- INSTRUCTIONS TO FOLLOW:
In the listing that follows, locate the line containing "Objective — one point per instance of the standing" and the line containing "Objective — one point per instance of the dark pants". Retype exactly those two lines and every line between them, and nothing more.

- RECORDS SUPPLIED:
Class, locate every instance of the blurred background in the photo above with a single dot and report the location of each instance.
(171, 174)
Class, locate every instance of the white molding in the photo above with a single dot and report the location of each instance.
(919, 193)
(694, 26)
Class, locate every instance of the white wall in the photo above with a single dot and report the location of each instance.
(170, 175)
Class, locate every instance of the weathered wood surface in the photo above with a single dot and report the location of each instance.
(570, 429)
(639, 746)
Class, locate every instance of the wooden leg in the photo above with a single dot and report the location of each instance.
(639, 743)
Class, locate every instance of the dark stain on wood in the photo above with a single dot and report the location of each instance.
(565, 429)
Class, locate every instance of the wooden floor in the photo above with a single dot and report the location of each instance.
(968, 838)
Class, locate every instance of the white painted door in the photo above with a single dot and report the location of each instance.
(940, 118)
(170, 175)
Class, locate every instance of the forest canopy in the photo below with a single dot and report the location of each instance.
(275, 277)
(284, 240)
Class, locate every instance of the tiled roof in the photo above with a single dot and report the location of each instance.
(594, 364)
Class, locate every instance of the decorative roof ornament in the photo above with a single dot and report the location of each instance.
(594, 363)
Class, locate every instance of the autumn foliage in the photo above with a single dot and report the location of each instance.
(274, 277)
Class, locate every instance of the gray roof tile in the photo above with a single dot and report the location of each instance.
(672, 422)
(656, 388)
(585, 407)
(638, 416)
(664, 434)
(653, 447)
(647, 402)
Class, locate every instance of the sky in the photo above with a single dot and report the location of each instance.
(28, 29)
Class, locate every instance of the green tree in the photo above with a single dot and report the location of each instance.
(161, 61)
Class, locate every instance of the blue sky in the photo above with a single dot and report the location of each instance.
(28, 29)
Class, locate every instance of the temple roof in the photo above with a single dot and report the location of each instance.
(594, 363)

...

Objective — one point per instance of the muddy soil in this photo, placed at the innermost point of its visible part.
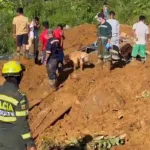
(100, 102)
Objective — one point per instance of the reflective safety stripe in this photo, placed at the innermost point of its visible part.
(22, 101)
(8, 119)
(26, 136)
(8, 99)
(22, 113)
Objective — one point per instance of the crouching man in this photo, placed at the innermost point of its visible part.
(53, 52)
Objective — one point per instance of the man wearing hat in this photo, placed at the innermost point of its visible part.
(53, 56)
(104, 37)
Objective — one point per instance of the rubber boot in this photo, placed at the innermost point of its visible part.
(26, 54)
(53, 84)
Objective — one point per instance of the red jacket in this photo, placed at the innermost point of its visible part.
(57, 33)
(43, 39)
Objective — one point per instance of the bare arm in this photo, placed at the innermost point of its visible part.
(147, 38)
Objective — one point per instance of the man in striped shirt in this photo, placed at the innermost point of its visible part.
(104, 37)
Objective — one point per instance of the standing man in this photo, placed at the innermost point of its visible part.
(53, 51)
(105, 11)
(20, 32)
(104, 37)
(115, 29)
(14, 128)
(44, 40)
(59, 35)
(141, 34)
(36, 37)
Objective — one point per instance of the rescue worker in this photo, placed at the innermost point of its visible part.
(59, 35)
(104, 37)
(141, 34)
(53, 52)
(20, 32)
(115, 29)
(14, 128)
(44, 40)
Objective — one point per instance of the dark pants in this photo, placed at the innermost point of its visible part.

---

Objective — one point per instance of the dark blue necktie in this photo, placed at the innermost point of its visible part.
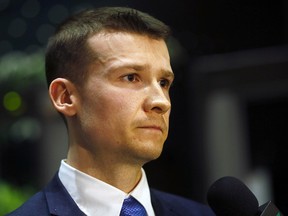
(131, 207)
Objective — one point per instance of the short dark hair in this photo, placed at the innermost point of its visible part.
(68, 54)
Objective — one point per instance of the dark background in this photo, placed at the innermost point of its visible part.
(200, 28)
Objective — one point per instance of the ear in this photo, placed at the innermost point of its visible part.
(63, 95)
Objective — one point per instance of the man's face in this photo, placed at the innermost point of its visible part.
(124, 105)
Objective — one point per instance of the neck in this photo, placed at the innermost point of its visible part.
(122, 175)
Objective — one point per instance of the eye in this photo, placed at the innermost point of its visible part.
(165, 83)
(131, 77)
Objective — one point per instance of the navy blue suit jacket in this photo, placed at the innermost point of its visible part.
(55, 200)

- ANSWER BOX:
Objective — one point per instance of the standing man in this photo, placed at the innermost point of its visible part.
(53, 51)
(105, 11)
(20, 32)
(104, 37)
(115, 29)
(14, 128)
(44, 40)
(59, 35)
(141, 34)
(36, 37)
Objective — one point per instance of the rescue worker in this photo, placed at the innermost point of its visible part.
(59, 35)
(104, 37)
(141, 34)
(53, 52)
(20, 32)
(115, 29)
(14, 128)
(44, 40)
Objective — one point per instance of the dark pants in this photo, placed at the innermost point of its visible part.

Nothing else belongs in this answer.